# Data shown

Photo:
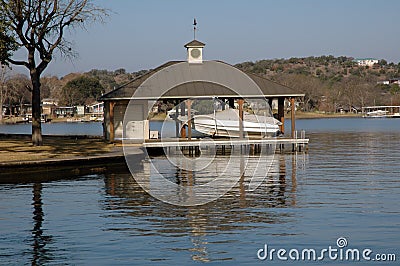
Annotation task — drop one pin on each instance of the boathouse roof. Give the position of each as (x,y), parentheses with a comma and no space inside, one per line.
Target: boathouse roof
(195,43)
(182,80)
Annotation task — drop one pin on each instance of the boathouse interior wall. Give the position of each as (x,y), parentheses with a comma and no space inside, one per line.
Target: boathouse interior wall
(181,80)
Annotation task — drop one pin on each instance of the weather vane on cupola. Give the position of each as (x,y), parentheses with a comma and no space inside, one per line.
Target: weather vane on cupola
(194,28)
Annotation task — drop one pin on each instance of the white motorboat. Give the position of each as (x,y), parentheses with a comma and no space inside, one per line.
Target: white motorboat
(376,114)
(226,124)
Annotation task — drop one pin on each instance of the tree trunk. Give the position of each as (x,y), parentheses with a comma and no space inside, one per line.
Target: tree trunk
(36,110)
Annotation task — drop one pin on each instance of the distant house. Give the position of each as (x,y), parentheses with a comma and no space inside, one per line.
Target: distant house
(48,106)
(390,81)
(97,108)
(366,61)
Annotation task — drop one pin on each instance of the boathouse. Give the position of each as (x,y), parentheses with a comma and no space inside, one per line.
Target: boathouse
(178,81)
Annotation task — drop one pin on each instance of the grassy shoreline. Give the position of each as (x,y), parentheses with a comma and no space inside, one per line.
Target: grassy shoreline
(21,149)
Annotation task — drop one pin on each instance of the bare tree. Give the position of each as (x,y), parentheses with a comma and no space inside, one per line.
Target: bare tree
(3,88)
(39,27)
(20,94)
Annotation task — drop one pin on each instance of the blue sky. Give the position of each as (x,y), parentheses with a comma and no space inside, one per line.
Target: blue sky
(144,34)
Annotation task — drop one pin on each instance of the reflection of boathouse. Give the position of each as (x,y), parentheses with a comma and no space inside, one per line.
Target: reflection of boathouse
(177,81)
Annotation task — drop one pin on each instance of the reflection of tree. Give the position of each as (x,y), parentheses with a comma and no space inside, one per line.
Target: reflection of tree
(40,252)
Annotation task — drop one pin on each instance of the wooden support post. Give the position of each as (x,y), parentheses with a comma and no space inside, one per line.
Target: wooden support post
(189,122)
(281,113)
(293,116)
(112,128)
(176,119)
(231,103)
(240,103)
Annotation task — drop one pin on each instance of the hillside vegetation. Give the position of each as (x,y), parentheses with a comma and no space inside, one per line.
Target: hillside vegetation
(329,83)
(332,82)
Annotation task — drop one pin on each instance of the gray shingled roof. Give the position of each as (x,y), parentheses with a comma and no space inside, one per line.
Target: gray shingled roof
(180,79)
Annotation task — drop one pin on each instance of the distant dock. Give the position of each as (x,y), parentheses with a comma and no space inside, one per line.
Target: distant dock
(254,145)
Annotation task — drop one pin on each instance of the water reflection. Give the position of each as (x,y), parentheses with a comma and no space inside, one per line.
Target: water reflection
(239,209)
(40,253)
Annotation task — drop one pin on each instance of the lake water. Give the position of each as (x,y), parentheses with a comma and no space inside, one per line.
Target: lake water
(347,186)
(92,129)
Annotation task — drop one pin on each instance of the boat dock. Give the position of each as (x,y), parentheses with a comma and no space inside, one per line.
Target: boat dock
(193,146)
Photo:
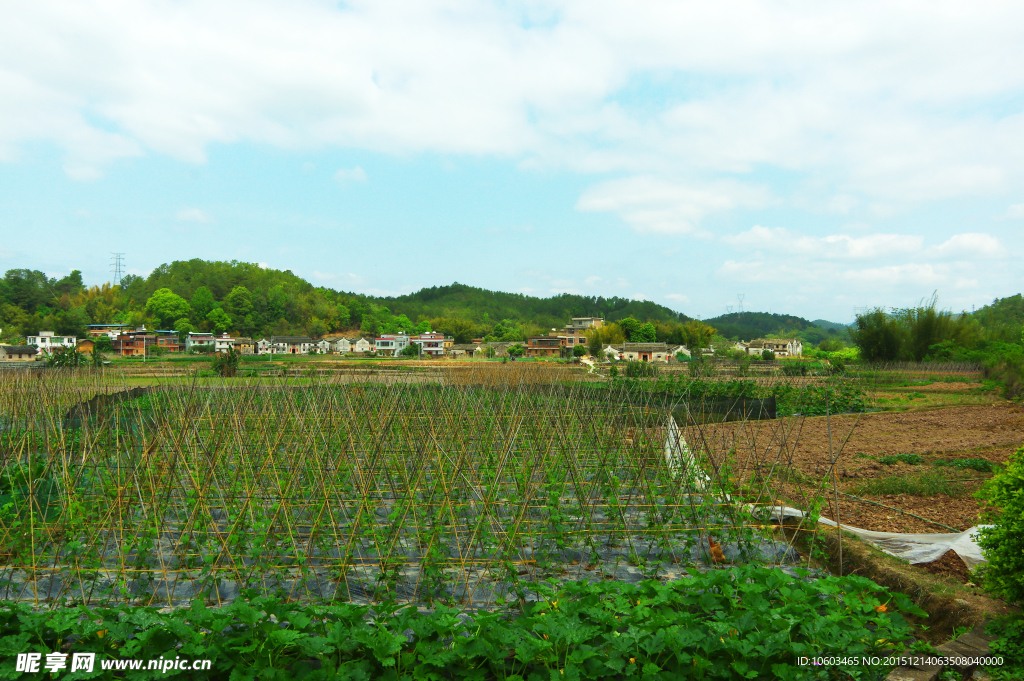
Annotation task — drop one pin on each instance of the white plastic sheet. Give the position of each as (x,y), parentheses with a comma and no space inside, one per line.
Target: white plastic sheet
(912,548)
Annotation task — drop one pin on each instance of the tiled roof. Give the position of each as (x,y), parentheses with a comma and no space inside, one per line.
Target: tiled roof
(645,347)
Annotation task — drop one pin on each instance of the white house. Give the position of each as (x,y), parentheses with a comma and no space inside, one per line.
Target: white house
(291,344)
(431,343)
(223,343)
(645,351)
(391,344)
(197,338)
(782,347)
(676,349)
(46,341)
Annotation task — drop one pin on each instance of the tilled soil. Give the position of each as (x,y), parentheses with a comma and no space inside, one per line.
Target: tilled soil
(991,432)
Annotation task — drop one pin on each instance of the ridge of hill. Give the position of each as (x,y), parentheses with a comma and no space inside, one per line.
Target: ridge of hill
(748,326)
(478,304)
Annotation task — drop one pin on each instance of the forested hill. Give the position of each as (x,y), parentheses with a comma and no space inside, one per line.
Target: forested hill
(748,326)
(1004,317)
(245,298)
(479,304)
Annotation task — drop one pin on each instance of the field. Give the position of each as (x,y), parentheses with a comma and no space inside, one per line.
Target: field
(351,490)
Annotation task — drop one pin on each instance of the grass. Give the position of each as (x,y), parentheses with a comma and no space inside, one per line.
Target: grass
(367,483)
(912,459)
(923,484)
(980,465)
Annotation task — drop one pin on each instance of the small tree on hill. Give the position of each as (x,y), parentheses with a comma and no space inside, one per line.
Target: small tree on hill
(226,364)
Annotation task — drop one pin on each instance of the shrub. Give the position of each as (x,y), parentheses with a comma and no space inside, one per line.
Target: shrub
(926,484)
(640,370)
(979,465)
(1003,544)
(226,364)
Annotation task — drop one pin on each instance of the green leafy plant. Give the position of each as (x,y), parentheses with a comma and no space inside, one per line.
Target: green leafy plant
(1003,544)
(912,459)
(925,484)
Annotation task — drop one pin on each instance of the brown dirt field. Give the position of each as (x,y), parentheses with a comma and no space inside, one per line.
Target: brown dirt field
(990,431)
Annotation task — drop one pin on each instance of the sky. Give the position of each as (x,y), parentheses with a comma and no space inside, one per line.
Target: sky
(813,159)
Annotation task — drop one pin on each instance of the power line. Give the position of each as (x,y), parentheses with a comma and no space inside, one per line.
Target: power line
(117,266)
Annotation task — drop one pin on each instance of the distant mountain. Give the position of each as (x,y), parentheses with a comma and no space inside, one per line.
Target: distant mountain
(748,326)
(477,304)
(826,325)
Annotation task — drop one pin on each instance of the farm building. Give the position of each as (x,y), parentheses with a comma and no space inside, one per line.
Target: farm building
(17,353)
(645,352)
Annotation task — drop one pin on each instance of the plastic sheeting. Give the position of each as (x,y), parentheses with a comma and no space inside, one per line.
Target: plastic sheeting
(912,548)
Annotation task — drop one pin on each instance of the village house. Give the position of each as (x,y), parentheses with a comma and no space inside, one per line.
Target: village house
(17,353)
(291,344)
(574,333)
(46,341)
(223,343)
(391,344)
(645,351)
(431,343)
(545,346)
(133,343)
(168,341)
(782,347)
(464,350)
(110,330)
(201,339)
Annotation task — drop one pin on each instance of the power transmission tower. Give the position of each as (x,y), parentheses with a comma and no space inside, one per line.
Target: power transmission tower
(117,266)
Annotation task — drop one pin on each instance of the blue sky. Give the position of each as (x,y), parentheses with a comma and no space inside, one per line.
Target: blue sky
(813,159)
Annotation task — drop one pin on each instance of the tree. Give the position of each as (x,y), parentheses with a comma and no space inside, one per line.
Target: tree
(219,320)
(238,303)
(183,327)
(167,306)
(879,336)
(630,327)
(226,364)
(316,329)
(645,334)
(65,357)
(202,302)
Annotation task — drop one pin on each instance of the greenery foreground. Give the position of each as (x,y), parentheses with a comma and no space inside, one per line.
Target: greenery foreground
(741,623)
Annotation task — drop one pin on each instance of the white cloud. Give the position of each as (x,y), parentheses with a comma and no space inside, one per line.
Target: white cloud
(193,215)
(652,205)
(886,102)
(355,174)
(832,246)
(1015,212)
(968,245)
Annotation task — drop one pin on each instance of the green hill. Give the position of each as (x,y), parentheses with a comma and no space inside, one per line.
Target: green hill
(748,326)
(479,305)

# Task brief
Repeat the material above verbatim. Leave the pictures behind.

# Task output
Photo:
Annotation task — drop one pin on each instance of the boathouse roof. Give the position of each as (x,y), parentheses with a comma and no space inside, one per line.
Target: boathouse roof
(195,43)
(182,80)
Annotation task — drop one pin on each instance of the boathouse interior wall. Give the position of each as (x,y), parentheses with a comma and no space inside, one per line.
Target: boathouse interior wall
(181,80)
Annotation task — drop one pin on each instance of the weather vane on cupola. Give the position of each as (x,y), parentheses with a comma and no space inside, one per line.
Target: weather vane on cupola
(194,28)
Annotation task — drop one pin on each instance of the white motorboat. Give the position of each as (x,y), parentheses with a comma and no space inside, one per line.
Target: white motorboat
(376,114)
(226,124)
Annotation task — drop one pin on each instance of the tree trunk. Give the position of each as (x,y), parentheses with a comma and no space inside, one per line.
Target: tree trunk
(36,110)
Annotation task — drop one pin on each instance of the distant house. Give the position of each as (x,y), parentheses with a comma and no space inside, one per line.
Target: distant house
(48,106)
(390,81)
(97,108)
(366,61)
Annotation task — drop one pin on each instance of the boathouse. Give the position of each as (x,y), parentheses with a comma and no space inside, one per line.
Target: boathouse
(178,81)
Annotation task — drop one pin on each instance of the grassy shoreline. Give the position of each as (x,y), parentheses with a comma and no space inside, one per line.
Target: grassy shoreline
(21,149)
Annotation task — drop one pin on each instance of the bare tree. Give the position of each as (x,y), parentheses with a comma and no space inside, one per line.
Target: bare tree
(3,88)
(39,27)
(20,94)
Annotation task — drop one pin on each instance of the blue sky. Give the position of each as (x,y), parentheses with a comma and no space inside, one per line.
Target: blue sky
(144,34)
Annotation task — drop one pin on each instance of the reflection of boathouse. Give the position of each as (x,y), parentheses with a comma and no space inside, one per line.
Target: reflection of boathouse
(177,81)
Annotation task — drop one pin on each instance of the reflection of tree. Give the position of each as (x,y), parentheses with a comma and no space inside, one per line.
Target: reflection of tree
(40,252)
Annotation task — drop one pin on each instance of the wooden support post. Give the position of each as (x,y), parentheses with a comma and no space inside, one per line.
Target: wooden support post
(189,122)
(281,113)
(293,116)
(112,128)
(176,119)
(231,103)
(240,103)
Annotation task — drop one pin on each instance of the hillside vegetation. Give the position of each as (x,y), parentheses with a comma and no space inside, one per line.
Target: hillside vegetation
(329,83)
(332,82)
Annotation task — drop one pin on each instance of the gray shingled roof. Give the position of each as (x,y), parentheses with a comma and no space inside, one per line.
Target: gray shingled roof
(180,79)
Annotation task — drop one pin on each instance of the distant dock. Give the position of each as (x,y), parentheses with a comma and no space inside, one per line.
Target: distant dock
(254,145)
Annotation task — drop one pin on each instance of the water reflection. Give the position of each as (x,y), parentheses with a comma and no space inside, one per line.
Target: water reflection
(239,209)
(40,253)
Annotation task — drop one pin on each instance of the lake water. Give the position of each as (x,y), parentheses with a comma and no space inside, one per line.
Target: lake water
(347,186)
(92,129)
Annotation task — drop one pin on each instance of the boat dock. Give the position of each as (x,y), parentheses with a comma and no space inside, one per line.
Target: boat dock
(193,146)
Photo:
Annotation task — drop one pin on each instance of the white plastic sheet. Give the position of each as (x,y), parentheses with a comma and no space inside, one per line.
Target: white plastic sheet
(912,548)
Annotation task — drop one pin on each instance of the tiled roof. Give the position of each as (x,y), parentheses with a comma and no space inside, one per line.
Target: tiled roof
(645,347)
Annotation task — drop one pin on each instance of the white house. Give the position of each as (x,y), parentheses with a comma and no space inside, one per line.
Target: white house
(291,344)
(431,343)
(223,343)
(645,351)
(391,344)
(197,338)
(782,347)
(676,349)
(46,341)
Annotation task — drop one pin on each instance of the tilled soil. Give the position of each as (x,y), parentheses with a comma and no space inside, one per line.
Target: tilled soil
(991,432)
Annotation task — drop one pin on each instance of the ridge of hill. Give the position of each as (x,y), parentheses with a comma and no space inside, one per line.
Target: ridge of hill
(748,326)
(478,304)
Annotation task — drop one pin on each instance of the forested hill. Give the position of each as (x,y), parentheses with a comma and no space inside, one per line.
Target: forested hill
(748,326)
(1004,317)
(245,298)
(479,304)
Annotation task — drop one pin on each instance of the field. Give the position of each as (x,y), parentheses with a comma and no space inside, one per line.
Target: field
(351,490)
Annotation task — drop one pin on each instance of the grass. Give the position of each as (x,y), parentheses with a comma and no space inside, one per line.
Target: grass
(367,483)
(912,459)
(923,484)
(980,465)
Annotation task — drop one pin on each instance of the small tree on hill. Give the position of each as (x,y), parentheses with a comma and no space inside, one per line.
Target: small tree on hill
(226,364)
Annotation task — drop one pin on each instance of the shrub. Give the position of each as (x,y), parentheses with a comma and no space inside, one per line.
Target: shrub
(926,484)
(640,370)
(979,465)
(1003,544)
(226,364)
Annotation task — drop one pin on each instance of the green leafy plant. Give the position of each as (x,y), parentheses with a comma and no space inside, one per line.
Target: green leafy plant
(1003,544)
(912,459)
(925,484)
Annotation task — drop one pin on each instance of the brown dirt field. Give the position of each as (x,y), parentheses with a comma and no space inside, one per line.
Target: brown dirt field
(990,431)
Annotation task — drop one pin on each instance of the sky. Give the position of each as (x,y), parentheses with a comma and no space inside, one per line.
Target: sky
(813,159)
Annotation task — drop one pin on each instance of the power line. Give the position of each as (x,y), parentheses with a comma and no space inside, one per line.
Target: power line
(117,266)
Annotation task — drop one pin on each instance of the distant mountain. Give the position of each as (x,y), parentheses with a comma and no space inside, one per line.
Target: distant mountain
(748,326)
(477,304)
(826,325)
Annotation task — drop one pin on each instance of the farm building. Give the position of each as (x,y), parentheses with a comma and no space inside, one per line.
Target: farm building
(17,353)
(645,352)
Annotation task — drop one pin on each instance of the plastic sheeting. Give the position of each as (x,y), parentheses with a comma and no space inside, one per line.
Target: plastic sheeting
(912,548)
Annotation task — drop one pin on each instance of the village house. Give the position of each as (x,y), parentheses with a comma and no space inside, one per line.
Target: village house
(17,353)
(291,344)
(574,333)
(46,341)
(223,343)
(391,344)
(645,351)
(431,343)
(545,346)
(133,343)
(168,341)
(782,347)
(464,350)
(110,330)
(201,339)
Annotation task — drop one pin on each instance of the power transmission tower. Give the position of each as (x,y), parentheses with a comma and no space inside, one per line.
Target: power transmission tower
(117,266)
Annotation task — drop one pin on each instance of the blue sky. Give the position of each as (x,y), parentheses with a comma and no space inside, one per line.
Target: blue sky
(813,159)
Annotation task — drop one pin on each instance of the tree. Give the position of each as (x,y), parentheses with a comma and no space inside, one per line.
Target: tree
(219,320)
(238,303)
(183,327)
(167,306)
(879,336)
(630,327)
(226,364)
(316,329)
(645,334)
(65,357)
(202,302)
Annotation task — drop one pin on each instance of the greenery foreground. Give the position of each as (x,y), parentheses with a comma and no space inside, one per line.
Target: greenery foreground
(741,623)
Annotation task — drop one pin on each instance of the white cloud. Give the position of each as (x,y), parentheses with a comma and no space inside, one per line.
Target: white cloud
(193,215)
(652,205)
(886,102)
(355,174)
(832,246)
(1015,212)
(968,245)
Annotation task — drop one pin on each instance of the green hill. Give the position of each as (x,y), parentheses with a comma and no space inside, one per line.
Target: green hill
(748,326)
(479,305)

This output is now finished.